**What is required**
The response must reproduce every record below without alteration.

**Data to examine**
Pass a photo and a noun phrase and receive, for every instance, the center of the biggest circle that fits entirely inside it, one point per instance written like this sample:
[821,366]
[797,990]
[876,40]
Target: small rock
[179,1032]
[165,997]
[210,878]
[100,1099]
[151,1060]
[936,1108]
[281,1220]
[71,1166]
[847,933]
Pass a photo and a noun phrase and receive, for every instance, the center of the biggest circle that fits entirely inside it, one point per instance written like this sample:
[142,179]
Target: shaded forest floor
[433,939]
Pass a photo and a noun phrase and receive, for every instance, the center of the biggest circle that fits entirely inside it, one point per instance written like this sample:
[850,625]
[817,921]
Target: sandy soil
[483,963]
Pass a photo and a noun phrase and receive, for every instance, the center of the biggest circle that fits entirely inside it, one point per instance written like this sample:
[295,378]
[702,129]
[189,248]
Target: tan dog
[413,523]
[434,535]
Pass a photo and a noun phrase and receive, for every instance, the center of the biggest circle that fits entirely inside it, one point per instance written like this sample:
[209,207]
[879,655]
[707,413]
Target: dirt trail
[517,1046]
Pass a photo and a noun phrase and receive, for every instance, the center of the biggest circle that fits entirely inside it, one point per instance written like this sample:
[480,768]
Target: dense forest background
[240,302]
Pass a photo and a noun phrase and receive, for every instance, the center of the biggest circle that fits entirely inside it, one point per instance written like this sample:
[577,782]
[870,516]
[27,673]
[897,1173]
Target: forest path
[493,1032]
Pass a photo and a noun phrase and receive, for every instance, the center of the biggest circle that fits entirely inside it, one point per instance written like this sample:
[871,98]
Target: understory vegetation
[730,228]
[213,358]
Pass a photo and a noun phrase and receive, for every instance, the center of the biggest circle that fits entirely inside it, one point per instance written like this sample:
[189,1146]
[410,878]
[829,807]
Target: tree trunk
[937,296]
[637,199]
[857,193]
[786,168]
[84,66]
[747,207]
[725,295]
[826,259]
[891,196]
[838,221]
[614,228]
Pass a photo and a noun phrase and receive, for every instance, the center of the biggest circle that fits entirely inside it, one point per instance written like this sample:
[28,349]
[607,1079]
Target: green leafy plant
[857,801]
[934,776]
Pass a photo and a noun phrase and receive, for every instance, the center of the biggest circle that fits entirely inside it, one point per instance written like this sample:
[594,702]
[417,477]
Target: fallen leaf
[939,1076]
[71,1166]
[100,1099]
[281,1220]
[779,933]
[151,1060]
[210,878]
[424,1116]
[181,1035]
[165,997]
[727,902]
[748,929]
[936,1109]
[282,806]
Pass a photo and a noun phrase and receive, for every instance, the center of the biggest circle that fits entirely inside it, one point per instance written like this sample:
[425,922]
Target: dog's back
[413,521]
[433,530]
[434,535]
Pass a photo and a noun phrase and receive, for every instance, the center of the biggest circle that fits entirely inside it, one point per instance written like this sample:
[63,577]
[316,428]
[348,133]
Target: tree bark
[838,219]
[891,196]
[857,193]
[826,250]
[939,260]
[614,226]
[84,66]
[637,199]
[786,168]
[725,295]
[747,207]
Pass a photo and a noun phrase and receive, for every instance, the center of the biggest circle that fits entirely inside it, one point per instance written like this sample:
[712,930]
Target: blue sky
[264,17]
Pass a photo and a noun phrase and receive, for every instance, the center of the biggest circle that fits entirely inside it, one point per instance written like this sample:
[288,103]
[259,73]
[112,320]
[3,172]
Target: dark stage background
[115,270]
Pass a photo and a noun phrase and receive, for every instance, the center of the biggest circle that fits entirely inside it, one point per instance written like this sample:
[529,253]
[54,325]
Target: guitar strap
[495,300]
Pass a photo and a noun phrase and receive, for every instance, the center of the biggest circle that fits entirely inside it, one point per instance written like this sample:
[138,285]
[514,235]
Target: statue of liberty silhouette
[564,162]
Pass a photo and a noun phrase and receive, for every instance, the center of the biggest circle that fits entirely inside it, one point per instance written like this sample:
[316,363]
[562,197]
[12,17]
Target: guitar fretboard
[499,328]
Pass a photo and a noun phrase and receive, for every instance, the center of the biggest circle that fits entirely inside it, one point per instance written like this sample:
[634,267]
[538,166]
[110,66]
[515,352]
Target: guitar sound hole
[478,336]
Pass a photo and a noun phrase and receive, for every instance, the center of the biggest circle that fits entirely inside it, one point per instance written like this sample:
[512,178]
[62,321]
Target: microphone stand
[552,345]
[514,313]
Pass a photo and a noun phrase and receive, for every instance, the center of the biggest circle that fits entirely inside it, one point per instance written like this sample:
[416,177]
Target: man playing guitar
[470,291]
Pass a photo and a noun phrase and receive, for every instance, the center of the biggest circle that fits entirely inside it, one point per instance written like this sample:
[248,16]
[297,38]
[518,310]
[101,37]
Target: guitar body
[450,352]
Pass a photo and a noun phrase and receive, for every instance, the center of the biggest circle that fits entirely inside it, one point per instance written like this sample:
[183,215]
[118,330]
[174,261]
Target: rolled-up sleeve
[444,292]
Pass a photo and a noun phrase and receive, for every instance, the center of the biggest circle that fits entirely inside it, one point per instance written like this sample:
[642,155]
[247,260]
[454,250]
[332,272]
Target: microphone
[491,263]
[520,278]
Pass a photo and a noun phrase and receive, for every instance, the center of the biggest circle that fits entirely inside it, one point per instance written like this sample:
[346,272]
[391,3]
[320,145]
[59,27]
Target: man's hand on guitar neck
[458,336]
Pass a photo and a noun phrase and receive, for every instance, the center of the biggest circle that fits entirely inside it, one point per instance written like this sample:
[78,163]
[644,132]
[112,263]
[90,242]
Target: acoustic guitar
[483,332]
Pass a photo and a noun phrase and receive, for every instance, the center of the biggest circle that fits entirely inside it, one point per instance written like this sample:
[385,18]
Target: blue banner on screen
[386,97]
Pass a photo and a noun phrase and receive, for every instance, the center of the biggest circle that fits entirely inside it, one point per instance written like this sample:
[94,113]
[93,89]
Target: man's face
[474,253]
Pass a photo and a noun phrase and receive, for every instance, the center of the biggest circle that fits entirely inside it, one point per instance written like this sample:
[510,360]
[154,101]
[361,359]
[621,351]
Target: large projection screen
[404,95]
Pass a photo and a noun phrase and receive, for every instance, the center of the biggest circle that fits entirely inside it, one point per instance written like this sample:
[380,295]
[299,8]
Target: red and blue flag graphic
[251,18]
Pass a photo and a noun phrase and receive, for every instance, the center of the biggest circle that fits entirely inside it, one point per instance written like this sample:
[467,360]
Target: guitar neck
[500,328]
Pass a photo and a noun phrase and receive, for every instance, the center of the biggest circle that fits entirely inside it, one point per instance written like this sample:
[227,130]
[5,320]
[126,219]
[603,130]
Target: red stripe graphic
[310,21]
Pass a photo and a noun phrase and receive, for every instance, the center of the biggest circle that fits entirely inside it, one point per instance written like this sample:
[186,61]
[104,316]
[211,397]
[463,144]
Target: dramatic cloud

**Result of the exercise**
Pass a photo and a noun phrase and receive, for every instance, the center of the biggest circle that fits entirely inside it, one point per instance written like this sample:
[821,366]
[797,990]
[876,40]
Target: small rock
[179,1032]
[165,997]
[210,878]
[100,1099]
[151,1060]
[936,1108]
[281,1220]
[71,1166]
[847,933]
Pass a photo and a noun phrase and receive, for every instance, the center of the biggest circle that fits entirely inside it, one point per instance written like this sample:
[142,179]
Target: shaded forest floor
[433,939]
Pass a photo and a noun phrase and receive, for every instance, the center of the biggest circle that fits entirely inside it, one point per instance written like this sample:
[850,625]
[817,921]
Target: sandy soil
[483,963]
Pass a photo and a noun phrase and receive, for every instance, the center of the biggest circle that fits entirely inside it, one point per instance written like this sample:
[295,378]
[702,129]
[189,248]
Target: tan dog
[413,523]
[434,535]
Pass a photo and a noun phrase and receive, for every instance, the center of the biggest circle that fits entirely inside it, one point per instance written like this sample:
[209,207]
[879,655]
[707,413]
Target: dirt trail
[517,1046]
Pass a photo and a noun phrase and receive, for every instance, the center of the biggest circle that fits entirely inside it, one point per instance written like this sample:
[480,768]
Target: dense forest background
[240,302]
Pass a photo and a noun phrase and receive, for every instance, the center of the biggest circle that fits entirely inside it, one point per instance written like this sample:
[577,782]
[870,516]
[27,673]
[897,1173]
Target: forest path
[493,1032]
Pass a photo and a noun phrase and receive, for every instance, the center of the biggest circle that fits entirely inside it, one point per instance written like this sample:
[871,98]
Target: understory vegetation
[730,228]
[213,358]
Pass a photo and a noun phrase and receive, for every instance, the center of the biggest circle that fits entirely inside it, one point per instance written like this sample:
[189,1146]
[410,878]
[829,807]
Target: tree trunk
[937,296]
[637,199]
[857,193]
[786,168]
[84,66]
[747,207]
[725,295]
[826,259]
[891,196]
[838,221]
[614,228]
Pass a photo and a noun phrase and receive, for every instance, the center of the biggest circle that fits entirely inside it, one point per instance written like this sample:
[28,349]
[607,1079]
Target: green leafy plant
[857,801]
[934,776]
Pass a photo and a noun phrase and receive, for every instance, the center of the biggest circle that fits entirely inside it, one point per instance written like this sample:
[594,702]
[417,477]
Target: fallen leaf
[939,1076]
[71,1166]
[100,1099]
[281,1220]
[779,933]
[151,1060]
[210,878]
[424,1116]
[181,1035]
[165,997]
[727,902]
[748,929]
[936,1109]
[282,806]
Pass a photo and a noun phrase and receive, for every instance, the center of the biggest circle that fits entirely inside it, one point per instance written like this sample:
[425,922]
Target: dog's back
[413,521]
[433,530]
[434,535]
Pass a photo and a noun phrase and receive, for every instance, the center of the biggest circle that fits entirely inside it, one point per instance written like this sample:
[63,577]
[316,428]
[348,133]
Target: tree bark
[838,219]
[891,196]
[857,193]
[826,250]
[939,260]
[614,226]
[84,66]
[637,199]
[786,168]
[725,295]
[747,207]
Pass a photo and a noun phrase and receive, for every instance, the center of the biggest circle that fits entirely inside it, one point per instance written like this sample:
[712,930]
Target: blue sky
[264,17]
Pass a photo and a noun phrase and receive, for every instance, the center of the biggest circle that fits entirely inside it, one point per instance written like this sample:
[288,103]
[259,73]
[112,320]
[3,172]
Target: dark stage background
[115,270]
Pass a photo and a noun phrase and receive, for every instance, the center of the biggest circle that fits entirely inside it, one point per instance written like this sample:
[529,253]
[54,325]
Target: guitar strap
[495,300]
Pass a photo and a noun phrase and receive, for every instance, the center of the biggest circle that fits entirely inside it, one point per instance written like this sample:
[138,285]
[514,235]
Target: statue of liberty silhouette
[564,162]
Pass a photo and a noun phrase and receive, for every instance, the center of the biggest circle that fits entirely inside it, one point per instance written like this sample:
[316,363]
[562,197]
[12,17]
Target: guitar fretboard
[499,328]
Pass a photo and a noun phrase and receive, for every instance, the center of the biggest circle that fits entirely inside it, one point per instance written like this sample:
[634,267]
[538,166]
[110,66]
[515,352]
Target: guitar sound hole
[478,336]
Pass a photo and a noun phrase and receive, for every instance, the center of the biggest circle that fits entirely inside it, one point per instance written like this sample:
[512,178]
[62,321]
Target: microphone stand
[552,345]
[514,313]
Pass a photo and a noun phrase and receive, for every instance, the center of the biggest circle that fits entirely inside it, one point per instance written like this sample:
[416,177]
Target: man playing guitar
[470,291]
Pass a photo and a noun phrase and receive, for every instance, the center of the biggest circle that fits entirely inside it, one point per instance written like this sample:
[248,16]
[297,38]
[518,310]
[101,37]
Target: guitar body
[450,352]
Pass a photo and a noun phrase and receive, for every instance, the center of the biggest circle that fits entirely inside it, one point per instance written like this sample:
[183,215]
[118,330]
[174,261]
Target: rolled-up sleeve
[444,292]
Pass a photo and a noun phrase and receive, for every instance, the center of the biggest circle that fits entirely inside it, one point per instance written like this sample:
[642,155]
[247,260]
[454,250]
[332,272]
Target: microphone
[491,263]
[520,278]
Pass a photo and a noun phrase and receive, for every instance, the center of the biggest circle that fits entirely inside it, one point per instance written like this sample:
[346,272]
[391,3]
[320,145]
[59,27]
Target: man's hand on guitar neck
[458,336]
Pass a photo and a noun phrase and receive, for every instance, the center of the biggest circle that fits entirely inside it, one point per instance written like this sample:
[78,163]
[644,132]
[112,263]
[90,242]
Target: acoustic guitar
[483,332]
Pass a photo and a noun phrase and receive, for every instance, the center of the biggest circle that fits entirely inside it, one point per instance written like this sample:
[385,18]
Target: blue banner on screen
[386,97]
Pass a photo and a noun phrase and receive, for every instance, the center of the biggest circle that fits entirely inside it, one point per instance written like this sample:
[94,113]
[93,89]
Target: man's face
[474,253]
Pass a photo and a noun phrase and receive, for every instance, the center of the biggest circle that fits entirely inside it, one point per instance written like this sample:
[510,360]
[154,101]
[361,359]
[621,351]
Target: large projection screen
[404,95]
Pass a photo and a noun phrase and receive, for every instance, the center of the biggest circle that fits entirely inside it, one point per instance written like this sample:
[380,295]
[299,8]
Target: red and blue flag graphic
[251,18]
Pass a photo and a noun phrase and receive, for every instance, the center of the biggest circle that fits entirely inside it, one point per instance written like this sample:
[467,360]
Target: guitar neck
[500,328]
Pass a photo and a noun phrase and receive, for every instance, the center of the biggest circle that fits entirely inside it, one point per instance written like this sample:
[227,130]
[5,320]
[126,219]
[603,130]
Target: red stripe graphic
[310,21]
Pass a photo and a noun phrase and receive, for every instance, the center of the biggest circle that fits entirely inside it, one point per instance written like this sample:
[186,61]
[104,316]
[211,397]
[463,144]
Target: dramatic cloud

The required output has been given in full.